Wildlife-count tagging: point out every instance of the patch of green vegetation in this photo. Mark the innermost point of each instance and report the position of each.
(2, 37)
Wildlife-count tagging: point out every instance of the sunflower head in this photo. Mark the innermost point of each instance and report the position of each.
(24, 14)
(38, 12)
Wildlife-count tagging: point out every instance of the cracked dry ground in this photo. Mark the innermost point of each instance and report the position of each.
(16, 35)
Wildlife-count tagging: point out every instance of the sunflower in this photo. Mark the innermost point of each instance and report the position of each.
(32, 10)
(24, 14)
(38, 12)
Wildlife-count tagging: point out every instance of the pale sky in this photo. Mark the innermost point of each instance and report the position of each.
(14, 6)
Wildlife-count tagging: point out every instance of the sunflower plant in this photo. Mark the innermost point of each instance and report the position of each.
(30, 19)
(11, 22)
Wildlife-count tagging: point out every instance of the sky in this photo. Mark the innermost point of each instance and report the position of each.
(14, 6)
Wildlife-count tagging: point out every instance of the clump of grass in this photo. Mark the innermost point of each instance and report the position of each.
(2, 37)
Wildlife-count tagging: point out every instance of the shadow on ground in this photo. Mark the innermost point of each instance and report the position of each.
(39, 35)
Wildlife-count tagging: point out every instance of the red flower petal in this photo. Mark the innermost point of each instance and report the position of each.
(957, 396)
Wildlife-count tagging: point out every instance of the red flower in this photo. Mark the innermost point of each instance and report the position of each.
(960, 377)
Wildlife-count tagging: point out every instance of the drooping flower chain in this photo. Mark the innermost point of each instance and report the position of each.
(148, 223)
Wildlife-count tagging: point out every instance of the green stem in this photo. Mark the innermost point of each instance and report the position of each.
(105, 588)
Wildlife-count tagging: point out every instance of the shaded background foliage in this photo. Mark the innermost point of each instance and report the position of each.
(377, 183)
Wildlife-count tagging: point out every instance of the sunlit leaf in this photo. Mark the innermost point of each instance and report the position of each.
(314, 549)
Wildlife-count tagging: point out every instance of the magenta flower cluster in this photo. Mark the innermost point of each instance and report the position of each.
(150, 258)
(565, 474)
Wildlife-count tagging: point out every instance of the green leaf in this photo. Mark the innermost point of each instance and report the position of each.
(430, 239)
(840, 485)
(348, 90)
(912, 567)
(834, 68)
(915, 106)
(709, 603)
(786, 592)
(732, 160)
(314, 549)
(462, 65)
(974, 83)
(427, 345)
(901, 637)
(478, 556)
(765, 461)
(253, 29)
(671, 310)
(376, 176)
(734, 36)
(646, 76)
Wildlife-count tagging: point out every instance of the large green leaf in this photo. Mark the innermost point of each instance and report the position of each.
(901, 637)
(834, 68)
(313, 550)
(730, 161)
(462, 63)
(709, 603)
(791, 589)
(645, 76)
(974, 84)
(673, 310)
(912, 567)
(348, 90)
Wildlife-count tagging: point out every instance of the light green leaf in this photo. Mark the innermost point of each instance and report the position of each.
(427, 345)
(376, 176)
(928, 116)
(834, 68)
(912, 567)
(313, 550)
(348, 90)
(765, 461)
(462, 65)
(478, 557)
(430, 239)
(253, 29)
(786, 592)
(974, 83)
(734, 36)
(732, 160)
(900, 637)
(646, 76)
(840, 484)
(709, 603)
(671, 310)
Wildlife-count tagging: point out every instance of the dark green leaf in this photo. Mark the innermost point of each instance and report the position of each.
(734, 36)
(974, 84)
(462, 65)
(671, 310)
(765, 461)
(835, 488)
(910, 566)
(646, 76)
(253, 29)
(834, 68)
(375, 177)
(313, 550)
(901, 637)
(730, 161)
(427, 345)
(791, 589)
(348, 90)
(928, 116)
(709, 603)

...

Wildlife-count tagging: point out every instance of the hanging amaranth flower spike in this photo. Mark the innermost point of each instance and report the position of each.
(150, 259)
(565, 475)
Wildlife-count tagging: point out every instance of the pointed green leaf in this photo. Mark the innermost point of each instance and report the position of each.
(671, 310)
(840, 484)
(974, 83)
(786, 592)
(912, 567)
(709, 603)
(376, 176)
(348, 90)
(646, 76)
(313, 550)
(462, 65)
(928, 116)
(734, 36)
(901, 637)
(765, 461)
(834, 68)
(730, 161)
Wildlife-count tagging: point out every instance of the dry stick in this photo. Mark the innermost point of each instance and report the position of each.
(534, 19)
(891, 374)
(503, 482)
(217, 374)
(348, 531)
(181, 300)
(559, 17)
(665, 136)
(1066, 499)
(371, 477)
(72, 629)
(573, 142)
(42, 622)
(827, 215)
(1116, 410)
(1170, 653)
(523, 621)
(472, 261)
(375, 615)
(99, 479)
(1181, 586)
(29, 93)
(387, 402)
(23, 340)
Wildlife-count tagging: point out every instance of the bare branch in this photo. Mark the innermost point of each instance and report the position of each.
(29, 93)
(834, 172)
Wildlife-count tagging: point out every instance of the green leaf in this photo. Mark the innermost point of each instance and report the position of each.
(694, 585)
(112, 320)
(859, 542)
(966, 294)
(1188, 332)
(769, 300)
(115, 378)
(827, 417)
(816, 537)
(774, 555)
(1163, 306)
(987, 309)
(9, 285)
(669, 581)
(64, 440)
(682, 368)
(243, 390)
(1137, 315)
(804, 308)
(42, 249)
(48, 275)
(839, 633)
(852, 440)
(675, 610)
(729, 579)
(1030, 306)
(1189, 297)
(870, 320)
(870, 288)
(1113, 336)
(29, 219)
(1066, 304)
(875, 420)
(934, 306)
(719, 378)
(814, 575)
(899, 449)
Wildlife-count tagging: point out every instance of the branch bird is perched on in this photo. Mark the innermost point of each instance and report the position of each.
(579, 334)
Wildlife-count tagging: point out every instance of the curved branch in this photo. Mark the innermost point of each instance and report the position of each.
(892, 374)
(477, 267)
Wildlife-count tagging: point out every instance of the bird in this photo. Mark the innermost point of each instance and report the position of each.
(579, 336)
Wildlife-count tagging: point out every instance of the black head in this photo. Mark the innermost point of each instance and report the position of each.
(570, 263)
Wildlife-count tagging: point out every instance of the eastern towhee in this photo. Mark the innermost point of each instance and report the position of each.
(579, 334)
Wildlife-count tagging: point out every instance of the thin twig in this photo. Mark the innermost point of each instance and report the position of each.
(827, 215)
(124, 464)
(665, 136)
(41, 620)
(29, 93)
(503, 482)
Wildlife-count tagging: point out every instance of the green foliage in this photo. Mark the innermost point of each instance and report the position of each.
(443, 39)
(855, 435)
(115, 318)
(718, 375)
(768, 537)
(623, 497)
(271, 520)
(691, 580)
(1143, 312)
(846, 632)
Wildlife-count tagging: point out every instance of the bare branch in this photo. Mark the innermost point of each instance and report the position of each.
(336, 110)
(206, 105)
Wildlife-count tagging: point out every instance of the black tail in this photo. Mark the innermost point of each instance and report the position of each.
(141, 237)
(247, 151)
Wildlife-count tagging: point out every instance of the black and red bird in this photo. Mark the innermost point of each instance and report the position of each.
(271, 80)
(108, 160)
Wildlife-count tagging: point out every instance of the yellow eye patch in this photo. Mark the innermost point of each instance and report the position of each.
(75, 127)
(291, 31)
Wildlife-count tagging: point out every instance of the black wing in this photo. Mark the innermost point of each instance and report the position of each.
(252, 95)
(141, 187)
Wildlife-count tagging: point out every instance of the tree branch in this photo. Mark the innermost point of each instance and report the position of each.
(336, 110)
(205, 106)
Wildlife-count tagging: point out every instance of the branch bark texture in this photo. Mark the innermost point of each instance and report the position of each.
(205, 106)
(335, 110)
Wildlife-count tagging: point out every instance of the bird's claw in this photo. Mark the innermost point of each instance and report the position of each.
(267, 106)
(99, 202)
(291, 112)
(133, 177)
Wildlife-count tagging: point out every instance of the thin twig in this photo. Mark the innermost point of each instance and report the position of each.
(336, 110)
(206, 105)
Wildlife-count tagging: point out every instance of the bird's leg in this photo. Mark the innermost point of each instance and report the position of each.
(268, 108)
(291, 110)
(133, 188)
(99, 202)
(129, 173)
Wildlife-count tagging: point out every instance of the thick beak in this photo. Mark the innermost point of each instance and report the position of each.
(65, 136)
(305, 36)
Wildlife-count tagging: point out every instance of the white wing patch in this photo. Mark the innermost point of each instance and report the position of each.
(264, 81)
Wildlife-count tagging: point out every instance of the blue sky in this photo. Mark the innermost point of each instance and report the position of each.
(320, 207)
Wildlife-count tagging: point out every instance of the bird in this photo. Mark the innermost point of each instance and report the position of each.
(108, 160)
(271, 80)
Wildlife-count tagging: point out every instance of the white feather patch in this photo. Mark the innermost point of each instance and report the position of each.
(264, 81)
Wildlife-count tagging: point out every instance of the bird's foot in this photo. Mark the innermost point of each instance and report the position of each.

...

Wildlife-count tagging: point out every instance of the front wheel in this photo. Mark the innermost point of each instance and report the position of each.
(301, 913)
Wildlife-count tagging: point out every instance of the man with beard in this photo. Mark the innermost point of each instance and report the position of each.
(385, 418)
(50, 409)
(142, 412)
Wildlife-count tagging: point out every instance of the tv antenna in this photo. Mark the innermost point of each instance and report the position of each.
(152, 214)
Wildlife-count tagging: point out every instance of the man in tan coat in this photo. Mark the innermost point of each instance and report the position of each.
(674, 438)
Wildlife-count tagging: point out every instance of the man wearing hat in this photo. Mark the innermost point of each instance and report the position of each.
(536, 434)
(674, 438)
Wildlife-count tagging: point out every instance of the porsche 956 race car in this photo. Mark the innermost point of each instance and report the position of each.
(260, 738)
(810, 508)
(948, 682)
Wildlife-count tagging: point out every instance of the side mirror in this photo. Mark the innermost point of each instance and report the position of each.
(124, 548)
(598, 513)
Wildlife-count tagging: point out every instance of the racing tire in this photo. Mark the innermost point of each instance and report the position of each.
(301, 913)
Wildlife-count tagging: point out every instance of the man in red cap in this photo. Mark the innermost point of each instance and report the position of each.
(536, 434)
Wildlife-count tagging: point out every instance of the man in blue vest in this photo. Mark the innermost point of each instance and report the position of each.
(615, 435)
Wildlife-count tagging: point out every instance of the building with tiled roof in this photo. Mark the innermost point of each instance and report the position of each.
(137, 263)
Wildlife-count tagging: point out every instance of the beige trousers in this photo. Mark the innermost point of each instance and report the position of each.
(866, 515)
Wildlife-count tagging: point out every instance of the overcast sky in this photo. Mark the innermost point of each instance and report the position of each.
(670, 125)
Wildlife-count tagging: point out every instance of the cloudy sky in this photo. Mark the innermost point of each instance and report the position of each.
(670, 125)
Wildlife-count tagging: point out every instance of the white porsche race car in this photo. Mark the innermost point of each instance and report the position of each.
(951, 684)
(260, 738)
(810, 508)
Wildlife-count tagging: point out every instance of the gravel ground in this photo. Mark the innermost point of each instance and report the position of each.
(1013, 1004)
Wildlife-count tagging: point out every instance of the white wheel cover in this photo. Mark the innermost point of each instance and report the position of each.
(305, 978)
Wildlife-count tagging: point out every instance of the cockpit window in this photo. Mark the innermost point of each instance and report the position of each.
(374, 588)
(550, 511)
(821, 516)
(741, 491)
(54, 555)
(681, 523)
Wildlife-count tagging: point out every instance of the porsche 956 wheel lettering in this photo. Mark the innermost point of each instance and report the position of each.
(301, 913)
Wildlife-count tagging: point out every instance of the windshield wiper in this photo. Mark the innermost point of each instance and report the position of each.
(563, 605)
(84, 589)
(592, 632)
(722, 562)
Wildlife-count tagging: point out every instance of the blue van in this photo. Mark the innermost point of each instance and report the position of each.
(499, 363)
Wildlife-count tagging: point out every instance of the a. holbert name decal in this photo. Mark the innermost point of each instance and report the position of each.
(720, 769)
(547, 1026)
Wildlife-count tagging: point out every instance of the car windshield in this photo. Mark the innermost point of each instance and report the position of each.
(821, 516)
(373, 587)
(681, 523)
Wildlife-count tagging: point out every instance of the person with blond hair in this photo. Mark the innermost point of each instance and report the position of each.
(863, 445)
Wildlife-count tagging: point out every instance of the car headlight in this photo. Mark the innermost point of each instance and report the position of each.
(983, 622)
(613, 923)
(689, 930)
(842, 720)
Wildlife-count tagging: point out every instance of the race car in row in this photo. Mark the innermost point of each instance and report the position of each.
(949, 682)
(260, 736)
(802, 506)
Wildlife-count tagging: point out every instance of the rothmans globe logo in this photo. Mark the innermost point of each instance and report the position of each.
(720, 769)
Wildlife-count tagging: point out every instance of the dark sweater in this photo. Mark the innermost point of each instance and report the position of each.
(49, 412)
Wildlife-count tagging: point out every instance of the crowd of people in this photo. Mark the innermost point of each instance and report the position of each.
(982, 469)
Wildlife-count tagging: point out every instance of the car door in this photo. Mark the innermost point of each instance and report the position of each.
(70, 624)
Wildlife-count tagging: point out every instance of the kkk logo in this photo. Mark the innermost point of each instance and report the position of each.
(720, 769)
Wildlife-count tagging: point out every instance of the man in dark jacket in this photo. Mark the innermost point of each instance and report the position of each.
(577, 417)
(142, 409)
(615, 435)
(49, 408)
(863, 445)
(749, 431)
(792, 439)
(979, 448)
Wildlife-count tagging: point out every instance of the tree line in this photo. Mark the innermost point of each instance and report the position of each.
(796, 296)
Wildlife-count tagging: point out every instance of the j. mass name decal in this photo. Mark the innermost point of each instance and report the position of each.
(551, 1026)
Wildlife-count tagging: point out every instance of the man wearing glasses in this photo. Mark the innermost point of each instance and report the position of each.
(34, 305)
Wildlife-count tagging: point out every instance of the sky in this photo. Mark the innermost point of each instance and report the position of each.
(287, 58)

**Task requirements:**
Only the lines above from the one with "Wildlife-count tagging: point out every instance of the blue sky" up to and including the one with "the bird's foot" should be repeated, exactly as written.

**Answer to this exercise:**
Wildlife-count tagging: point out every instance of the blue sky in this photo. Mark the innermost point of each instance and report the position of each.
(320, 207)
Wildlife-count tagging: point out every instance of the bird in this photo. Mark the innermost point of each instance and report the position of each.
(108, 160)
(271, 80)
Wildlife-count tagging: point out every instance of the white feather patch in this photo. Mark the innermost point of each instance and report the position of each.
(264, 81)
Wildlife-count tagging: point out every instance of the bird's foot in this photo. Mark the innermost point of each instance and report the position of each.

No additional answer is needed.